- _PROBLEMS TO WORK ON_
- 1) Using the peatland rewetting transcript, decide whether each statement agrees with it: (a) Bord na Móna is rewetting up to 33,000 ha or up to 80 sites; (b) the working group came out of a meeting with the CEO of Bord na Móna early last year; (c) Mr. Brian Rush engaged with farmers in the Offaly area as far back as last summer. Give yes or no for each, quoting the words of the transcript that settle it.
- 2) Continue the peatland rewetting transcript from where it stops.
(Beginning of DOCUMENT TEXT)
Oireachtas Joint and Select Committees

Tuesday, 2 March 2021

Joint Oireachtas Committee on Agriculture, Food and the Marine

Rewetting of Peatland and its Impact on Farmers: Discussion

Mr. Tim Cullinan:

I thank the Chairman for the opportunity to appear today to deal with the Bord na Móna issue. I thank Senator Boyhan for his comments on our submission.

Deputy Fitzmaurice is right. This is a major challenge for all of us. It is a substantial change with up to 33,000 ha or up to 80 sites being rewetted by Bord na Móna. It is obviously a massive challenge. We have had considerable engagement with Bord na Móna. We are coming out of the year we had last year and are still in the pandemic. We need engagement with farmers and the only we can do that is on a Zoom call. Bord na Móna's first mistake was taking on this major operation in the middle of a pandemic. It is a major change but so be it.

I share Deputy Fitzmaurice's concerns around drains and how drainage will be maintained. It is one thing getting this operation up and running but we must ensure that proper maintenance will be ongoing in this area. On the proposal we have from Bord na Móna, our engagement goes back to that of our deputy president, Mr. Brian Rush, who is on the line. He engaged with farmers as far back as last summer, on the sites, in the Offaly area in particular. We had a meeting with the CEO of Bord na Móna and his staff late last year and we formed a working group out of that. Our people are participating in it with Bord na Móna staff.
(End of DOCUMENT TEXT)
(Beginning of DATA SECTION)
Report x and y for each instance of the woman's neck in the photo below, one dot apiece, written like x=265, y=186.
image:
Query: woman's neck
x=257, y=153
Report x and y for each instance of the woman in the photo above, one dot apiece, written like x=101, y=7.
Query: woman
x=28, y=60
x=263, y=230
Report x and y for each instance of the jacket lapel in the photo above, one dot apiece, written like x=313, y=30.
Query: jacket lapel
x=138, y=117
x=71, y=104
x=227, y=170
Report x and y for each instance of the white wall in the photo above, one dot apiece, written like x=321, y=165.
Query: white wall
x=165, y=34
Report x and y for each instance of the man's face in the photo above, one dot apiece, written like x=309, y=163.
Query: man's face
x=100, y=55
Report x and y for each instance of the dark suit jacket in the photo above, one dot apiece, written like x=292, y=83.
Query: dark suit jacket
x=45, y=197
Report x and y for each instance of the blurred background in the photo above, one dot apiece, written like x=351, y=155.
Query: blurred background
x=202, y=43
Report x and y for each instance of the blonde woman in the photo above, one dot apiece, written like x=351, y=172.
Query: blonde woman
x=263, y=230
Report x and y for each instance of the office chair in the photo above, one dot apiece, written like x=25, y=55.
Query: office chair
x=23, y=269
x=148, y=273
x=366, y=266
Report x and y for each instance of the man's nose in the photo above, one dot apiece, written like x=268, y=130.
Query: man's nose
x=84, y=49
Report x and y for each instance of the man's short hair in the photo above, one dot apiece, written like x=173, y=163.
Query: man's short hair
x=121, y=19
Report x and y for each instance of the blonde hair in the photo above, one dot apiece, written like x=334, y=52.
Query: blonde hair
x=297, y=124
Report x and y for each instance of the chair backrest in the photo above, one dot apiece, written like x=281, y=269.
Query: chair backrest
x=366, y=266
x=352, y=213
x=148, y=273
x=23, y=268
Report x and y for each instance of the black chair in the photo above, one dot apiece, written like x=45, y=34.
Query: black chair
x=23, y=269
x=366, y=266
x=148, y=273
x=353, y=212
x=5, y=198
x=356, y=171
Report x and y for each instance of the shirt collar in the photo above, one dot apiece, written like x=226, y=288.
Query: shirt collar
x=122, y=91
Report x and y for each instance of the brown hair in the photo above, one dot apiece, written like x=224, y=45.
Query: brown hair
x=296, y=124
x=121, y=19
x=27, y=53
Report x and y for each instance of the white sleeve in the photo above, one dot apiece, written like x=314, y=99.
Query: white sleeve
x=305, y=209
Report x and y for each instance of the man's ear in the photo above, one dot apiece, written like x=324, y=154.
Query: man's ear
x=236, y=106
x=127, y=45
(End of DATA SECTION)
- _ANSWERS TO EACH TASK_
- 1)
(a) Yes: "up to 33,000 ha or up to 80 sites being rewetted by Bord na Móna"
(b) No: "We had a meeting with the CEO of Bord na Móna and his staff late last year and we formed a working group out of that."
(c) Yes: "He engaged with farmers as far back as last summer, on the sites, in the Offaly area in particular."

- 2)
Drainage is a major concern. Bord na Móna has proposed an external drain around the perimeter of the bog, which will drain into the rivers in the area. As our submission states, we want a hydrological assessment to be done of lands in that area. If lands are impacted, farmers will have to be compensated in those areas. Deputy Browne made a point on the threat of flooding. Of course there is a threat. If this work is done, there will have to be ongoing remedial work done.

Deputy Browne also asked about turbary rights. We have already raised that issue with Bord na Móna. Farmers who have been harvesting turf in the area for years have to be protected as well.

I make a final point on carbon storage. Bord na Móna has stated that anything up to 100 million tonnes of carbon can be sequestered in these bogs. That is important for the country. We are all part of a climate debate and we, as farmers, are part of that. We are the only sector that can be part of the solution.

By that I mean in particular farmers' lands that adjoin Bord na Móna lands. Bord na Móna is now setting up equipment to measure the carbon being sequestered in its bogs. It would be important also to look at the carbon that is being sequestered in farmers' lands in those regions. It could help the community and it would be another income farmers in that area could derive. The working group is looking at that with Bord na Móna.